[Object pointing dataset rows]
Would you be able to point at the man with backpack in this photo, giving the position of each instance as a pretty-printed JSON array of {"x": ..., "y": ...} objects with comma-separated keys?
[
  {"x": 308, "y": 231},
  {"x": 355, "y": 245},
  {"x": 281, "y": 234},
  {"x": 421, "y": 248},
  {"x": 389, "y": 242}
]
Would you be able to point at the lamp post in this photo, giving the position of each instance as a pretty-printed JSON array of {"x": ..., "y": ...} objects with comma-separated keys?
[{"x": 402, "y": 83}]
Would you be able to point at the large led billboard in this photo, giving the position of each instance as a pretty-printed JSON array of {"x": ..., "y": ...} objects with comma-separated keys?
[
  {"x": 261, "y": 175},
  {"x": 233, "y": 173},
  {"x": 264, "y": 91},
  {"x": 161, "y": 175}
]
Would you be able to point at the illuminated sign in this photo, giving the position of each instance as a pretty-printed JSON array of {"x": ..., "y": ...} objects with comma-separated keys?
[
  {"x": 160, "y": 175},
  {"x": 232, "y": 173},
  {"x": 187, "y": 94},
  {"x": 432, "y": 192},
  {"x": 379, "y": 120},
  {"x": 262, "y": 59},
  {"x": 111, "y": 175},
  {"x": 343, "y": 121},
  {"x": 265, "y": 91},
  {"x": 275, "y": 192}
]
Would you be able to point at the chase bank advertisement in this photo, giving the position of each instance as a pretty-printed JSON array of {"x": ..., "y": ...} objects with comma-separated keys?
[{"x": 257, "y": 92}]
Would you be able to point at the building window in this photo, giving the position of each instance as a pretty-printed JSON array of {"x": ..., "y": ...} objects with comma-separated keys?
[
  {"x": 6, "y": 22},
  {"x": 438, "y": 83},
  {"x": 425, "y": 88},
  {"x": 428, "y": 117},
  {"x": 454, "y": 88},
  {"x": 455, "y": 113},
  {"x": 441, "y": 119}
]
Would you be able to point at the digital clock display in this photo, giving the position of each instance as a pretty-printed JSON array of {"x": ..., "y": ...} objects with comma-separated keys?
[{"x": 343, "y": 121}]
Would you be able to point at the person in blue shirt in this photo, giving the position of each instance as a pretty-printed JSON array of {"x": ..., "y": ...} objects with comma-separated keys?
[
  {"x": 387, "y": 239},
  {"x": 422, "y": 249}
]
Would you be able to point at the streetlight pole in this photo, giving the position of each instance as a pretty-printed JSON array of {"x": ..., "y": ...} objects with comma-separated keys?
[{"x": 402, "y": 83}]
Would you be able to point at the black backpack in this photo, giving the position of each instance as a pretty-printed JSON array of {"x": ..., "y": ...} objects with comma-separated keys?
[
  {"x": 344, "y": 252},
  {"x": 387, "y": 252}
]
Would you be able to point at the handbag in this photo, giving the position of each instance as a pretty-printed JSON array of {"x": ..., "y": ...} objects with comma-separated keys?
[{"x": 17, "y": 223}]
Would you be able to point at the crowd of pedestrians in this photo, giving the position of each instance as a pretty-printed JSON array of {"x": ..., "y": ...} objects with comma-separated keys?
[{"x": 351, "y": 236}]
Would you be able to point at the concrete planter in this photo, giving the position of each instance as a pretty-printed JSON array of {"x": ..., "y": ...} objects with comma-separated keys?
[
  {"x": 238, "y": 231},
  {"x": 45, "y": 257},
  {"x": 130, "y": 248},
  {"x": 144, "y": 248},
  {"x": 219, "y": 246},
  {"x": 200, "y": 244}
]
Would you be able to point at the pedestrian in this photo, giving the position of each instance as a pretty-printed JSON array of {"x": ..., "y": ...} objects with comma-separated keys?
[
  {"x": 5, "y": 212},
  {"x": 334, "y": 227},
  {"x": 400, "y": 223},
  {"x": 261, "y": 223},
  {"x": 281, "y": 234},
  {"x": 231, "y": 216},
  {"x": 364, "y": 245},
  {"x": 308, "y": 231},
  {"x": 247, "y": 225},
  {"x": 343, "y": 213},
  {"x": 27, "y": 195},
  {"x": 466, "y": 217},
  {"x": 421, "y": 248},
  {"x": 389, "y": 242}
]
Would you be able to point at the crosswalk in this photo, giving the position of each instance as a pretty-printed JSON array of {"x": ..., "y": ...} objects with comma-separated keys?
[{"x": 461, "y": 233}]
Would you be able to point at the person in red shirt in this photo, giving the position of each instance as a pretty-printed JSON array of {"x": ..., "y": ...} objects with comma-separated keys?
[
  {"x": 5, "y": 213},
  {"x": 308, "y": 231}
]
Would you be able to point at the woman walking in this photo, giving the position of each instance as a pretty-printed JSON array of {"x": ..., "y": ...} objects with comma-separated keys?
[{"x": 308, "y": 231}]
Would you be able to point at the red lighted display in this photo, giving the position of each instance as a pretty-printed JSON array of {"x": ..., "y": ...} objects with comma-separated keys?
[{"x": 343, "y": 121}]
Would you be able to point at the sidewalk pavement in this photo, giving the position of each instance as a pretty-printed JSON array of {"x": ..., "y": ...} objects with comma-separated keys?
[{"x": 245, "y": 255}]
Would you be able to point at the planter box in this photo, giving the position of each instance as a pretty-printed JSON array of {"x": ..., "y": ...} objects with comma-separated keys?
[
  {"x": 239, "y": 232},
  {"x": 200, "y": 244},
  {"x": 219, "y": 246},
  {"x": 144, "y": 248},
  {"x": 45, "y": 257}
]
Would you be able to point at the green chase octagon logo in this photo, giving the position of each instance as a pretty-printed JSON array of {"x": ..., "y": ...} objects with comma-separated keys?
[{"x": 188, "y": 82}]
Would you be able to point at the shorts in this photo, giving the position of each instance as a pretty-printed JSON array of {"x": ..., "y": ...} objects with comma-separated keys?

▶ **GIVEN REQUEST**: Exactly reproduce all of the entries.

▶ **TASK SOLUTION**:
Would you be able to point at the man with backpack in this photo, giving the position of each instance as a pretty-printed JSON array of {"x": ..., "y": ...} objects with comma-separated keys?
[
  {"x": 308, "y": 231},
  {"x": 355, "y": 245},
  {"x": 281, "y": 234},
  {"x": 421, "y": 248},
  {"x": 389, "y": 242}
]
Would you be able to point at the lamp post in this photo, giving the position of each instance as a pretty-printed JSON array of {"x": ..., "y": ...} objects with comma-separated keys?
[{"x": 402, "y": 83}]
Would you be able to point at the large led billboard in this photo, giving the position of each instance as a pretty-printed JSON array of {"x": ..., "y": ...} objects with comma-separated keys?
[
  {"x": 261, "y": 175},
  {"x": 233, "y": 173},
  {"x": 264, "y": 91},
  {"x": 161, "y": 175}
]
Would you be able to point at the illuminated sign in this photo, giving the position of each instance as a pretty-printed JSON array of {"x": ..., "y": ...} objects with comma-separated keys?
[
  {"x": 160, "y": 175},
  {"x": 232, "y": 173},
  {"x": 187, "y": 94},
  {"x": 432, "y": 192},
  {"x": 379, "y": 120},
  {"x": 262, "y": 59},
  {"x": 111, "y": 175},
  {"x": 343, "y": 121},
  {"x": 265, "y": 91},
  {"x": 275, "y": 192}
]
Would you be able to point at the chase bank advertisement in this photo, giving the position of each instance as a pretty-printed JSON array of {"x": ..., "y": ...} objects with comma-separated keys?
[{"x": 257, "y": 92}]
Would you be able to point at the building window in this photo, giving the position of each instance as a pretty-printed JSON array of {"x": ..., "y": ...} objects with comma-separated keys?
[
  {"x": 6, "y": 22},
  {"x": 438, "y": 83},
  {"x": 425, "y": 88},
  {"x": 428, "y": 117},
  {"x": 454, "y": 88},
  {"x": 455, "y": 113},
  {"x": 441, "y": 119}
]
Would you be able to point at the digital clock display in this photo, giving the position of each instance as a pretty-printed JSON array of {"x": ..., "y": ...} objects with comma-separated keys?
[{"x": 343, "y": 121}]
Would you be able to point at the person in blue shirt in this photo, giving the position of each instance as a pretty-printed JSON array of {"x": ..., "y": ...} objects with comma-separated keys?
[
  {"x": 387, "y": 239},
  {"x": 422, "y": 249}
]
Would you be able to point at the streetlight pole in this photo, giving the position of each instance as a pretty-printed JSON array of {"x": ..., "y": ...} objects with comma-separated keys?
[{"x": 402, "y": 83}]
Would you be able to point at the black backpack in this photo, giving the position of each instance as a pretty-printed JSON array of {"x": ..., "y": ...} objects with comma-separated keys?
[
  {"x": 344, "y": 252},
  {"x": 387, "y": 252}
]
Would you be able to point at the handbag in this photo, giving the position of each instance as a pretty-printed JSON array of {"x": ..., "y": ...} objects with comma-separated keys?
[{"x": 17, "y": 223}]
Would you be able to point at the crowd of pedestrians in this photo, giving the position of each instance as a pretty-printed JSON array of {"x": ..., "y": ...} objects with comma-separated keys?
[{"x": 351, "y": 236}]
Would you be able to point at the concrete planter in this photo, giving the position of each instance as a pretty-printed JSON array of {"x": ..., "y": ...} objects with comma-separated keys?
[
  {"x": 238, "y": 231},
  {"x": 45, "y": 257},
  {"x": 130, "y": 248},
  {"x": 144, "y": 248},
  {"x": 219, "y": 246},
  {"x": 200, "y": 244}
]
Would you be able to point at the pedestrian in this photo, giving the position of each instance as a pretty-printed JSON array of {"x": ..., "y": ...} objects with comma-separated keys?
[
  {"x": 5, "y": 212},
  {"x": 334, "y": 227},
  {"x": 400, "y": 223},
  {"x": 261, "y": 223},
  {"x": 281, "y": 234},
  {"x": 231, "y": 216},
  {"x": 364, "y": 245},
  {"x": 308, "y": 231},
  {"x": 247, "y": 225},
  {"x": 343, "y": 213},
  {"x": 27, "y": 195},
  {"x": 466, "y": 217},
  {"x": 421, "y": 248},
  {"x": 389, "y": 242}
]
Would you be able to point at the crosswalk in this photo, giving the position of each instance as a pretty-printed JSON array of {"x": ..., "y": ...} objects with comma-separated keys?
[{"x": 461, "y": 233}]
Would you be able to point at the person in red shirt in this photo, giving the position of each instance as a pretty-printed JSON array of {"x": ..., "y": ...} objects with comma-separated keys?
[
  {"x": 5, "y": 213},
  {"x": 308, "y": 231}
]
Would you be able to point at the woman walking in this photo, giving the position of each instance as a pretty-printed JSON array of {"x": ..., "y": ...} objects with comma-separated keys?
[{"x": 308, "y": 231}]
Would you be able to point at the red lighted display in this photo, giving the position of each instance as a pretty-printed JSON array of {"x": ..., "y": ...} objects with comma-separated keys?
[{"x": 343, "y": 121}]
Would you be able to point at the sidewalk pavement in this photo, giving the position of each instance as a pretty-printed JSON array of {"x": ..., "y": ...} objects with comma-separated keys?
[{"x": 245, "y": 255}]
Would you be able to point at the planter box in this photo, giving the position of each instance as a pretty-printed JSON array of {"x": ..., "y": ...} objects with comma-separated keys?
[
  {"x": 239, "y": 232},
  {"x": 200, "y": 244},
  {"x": 219, "y": 246},
  {"x": 144, "y": 248},
  {"x": 45, "y": 257}
]
Would you be able to point at the green chase octagon logo in this photo, giving the position of each instance as a pretty-printed JSON array of {"x": ..., "y": ...} objects with comma-separated keys?
[{"x": 188, "y": 82}]
Would you be able to point at the shorts in this photo, giving the position of each instance as a pretty-printed JSON array of {"x": ..., "y": ...} objects with comma-separated keys?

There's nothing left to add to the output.